(Extracted records)

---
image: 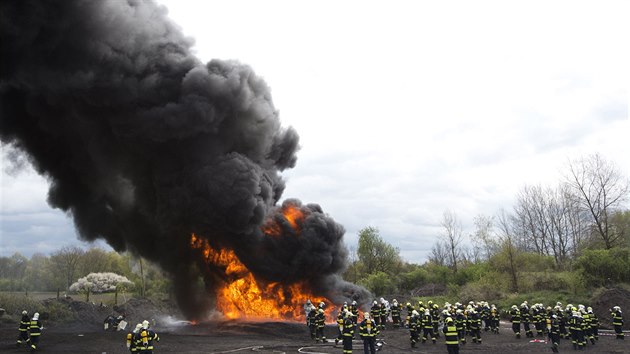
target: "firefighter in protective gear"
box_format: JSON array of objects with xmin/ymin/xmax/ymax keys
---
[
  {"xmin": 420, "ymin": 310, "xmax": 436, "ymax": 344},
  {"xmin": 306, "ymin": 307, "xmax": 317, "ymax": 339},
  {"xmin": 335, "ymin": 304, "xmax": 348, "ymax": 345},
  {"xmin": 455, "ymin": 309, "xmax": 468, "ymax": 345},
  {"xmin": 304, "ymin": 300, "xmax": 315, "ymax": 318},
  {"xmin": 391, "ymin": 299, "xmax": 402, "ymax": 328},
  {"xmin": 427, "ymin": 301, "xmax": 440, "ymax": 338},
  {"xmin": 510, "ymin": 305, "xmax": 521, "ymax": 338},
  {"xmin": 343, "ymin": 310, "xmax": 354, "ymax": 354},
  {"xmin": 569, "ymin": 311, "xmax": 586, "ymax": 349},
  {"xmin": 610, "ymin": 306, "xmax": 624, "ymax": 340},
  {"xmin": 138, "ymin": 320, "xmax": 160, "ymax": 354},
  {"xmin": 409, "ymin": 310, "xmax": 421, "ymax": 348},
  {"xmin": 359, "ymin": 312, "xmax": 378, "ymax": 354},
  {"xmin": 28, "ymin": 312, "xmax": 44, "ymax": 351},
  {"xmin": 519, "ymin": 302, "xmax": 534, "ymax": 338},
  {"xmin": 547, "ymin": 314, "xmax": 560, "ymax": 353},
  {"xmin": 127, "ymin": 323, "xmax": 142, "ymax": 353},
  {"xmin": 350, "ymin": 301, "xmax": 359, "ymax": 327},
  {"xmin": 405, "ymin": 302, "xmax": 415, "ymax": 328},
  {"xmin": 442, "ymin": 317, "xmax": 459, "ymax": 354},
  {"xmin": 490, "ymin": 304, "xmax": 500, "ymax": 334},
  {"xmin": 15, "ymin": 310, "xmax": 31, "ymax": 347},
  {"xmin": 370, "ymin": 300, "xmax": 381, "ymax": 328},
  {"xmin": 315, "ymin": 308, "xmax": 326, "ymax": 343},
  {"xmin": 378, "ymin": 298, "xmax": 390, "ymax": 329},
  {"xmin": 586, "ymin": 307, "xmax": 599, "ymax": 344},
  {"xmin": 468, "ymin": 309, "xmax": 481, "ymax": 344}
]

WHAT IS BEING ASKED: Lay out every line of the records above as a numbered list, skipping any blank lines. Leave the pictures out of your answer.

REPLY TO THE TASK:
1. ---
2. image: 
3. target: "firefighter in protective gear"
4. box_format: JSON array of objects with xmin/ymin/xmax/ymax keys
5. ---
6. [
7.   {"xmin": 420, "ymin": 310, "xmax": 436, "ymax": 344},
8.   {"xmin": 306, "ymin": 307, "xmax": 317, "ymax": 339},
9.   {"xmin": 335, "ymin": 304, "xmax": 348, "ymax": 345},
10.   {"xmin": 455, "ymin": 309, "xmax": 468, "ymax": 345},
11.   {"xmin": 304, "ymin": 300, "xmax": 315, "ymax": 318},
12.   {"xmin": 391, "ymin": 299, "xmax": 402, "ymax": 328},
13.   {"xmin": 427, "ymin": 301, "xmax": 440, "ymax": 338},
14.   {"xmin": 510, "ymin": 305, "xmax": 521, "ymax": 338},
15.   {"xmin": 343, "ymin": 310, "xmax": 354, "ymax": 354},
16.   {"xmin": 569, "ymin": 311, "xmax": 586, "ymax": 349},
17.   {"xmin": 610, "ymin": 306, "xmax": 624, "ymax": 340},
18.   {"xmin": 138, "ymin": 320, "xmax": 160, "ymax": 354},
19.   {"xmin": 409, "ymin": 310, "xmax": 421, "ymax": 348},
20.   {"xmin": 359, "ymin": 312, "xmax": 378, "ymax": 354},
21.   {"xmin": 28, "ymin": 312, "xmax": 44, "ymax": 351},
22.   {"xmin": 519, "ymin": 302, "xmax": 534, "ymax": 338},
23.   {"xmin": 547, "ymin": 314, "xmax": 560, "ymax": 353},
24.   {"xmin": 127, "ymin": 323, "xmax": 142, "ymax": 353},
25.   {"xmin": 350, "ymin": 301, "xmax": 359, "ymax": 327},
26.   {"xmin": 405, "ymin": 302, "xmax": 415, "ymax": 328},
27.   {"xmin": 442, "ymin": 317, "xmax": 459, "ymax": 354},
28.   {"xmin": 490, "ymin": 304, "xmax": 500, "ymax": 334},
29.   {"xmin": 15, "ymin": 310, "xmax": 31, "ymax": 347},
30.   {"xmin": 370, "ymin": 300, "xmax": 381, "ymax": 328},
31.   {"xmin": 315, "ymin": 308, "xmax": 326, "ymax": 343},
32.   {"xmin": 378, "ymin": 298, "xmax": 390, "ymax": 329},
33.   {"xmin": 586, "ymin": 307, "xmax": 599, "ymax": 344},
34.   {"xmin": 468, "ymin": 309, "xmax": 481, "ymax": 344}
35. ]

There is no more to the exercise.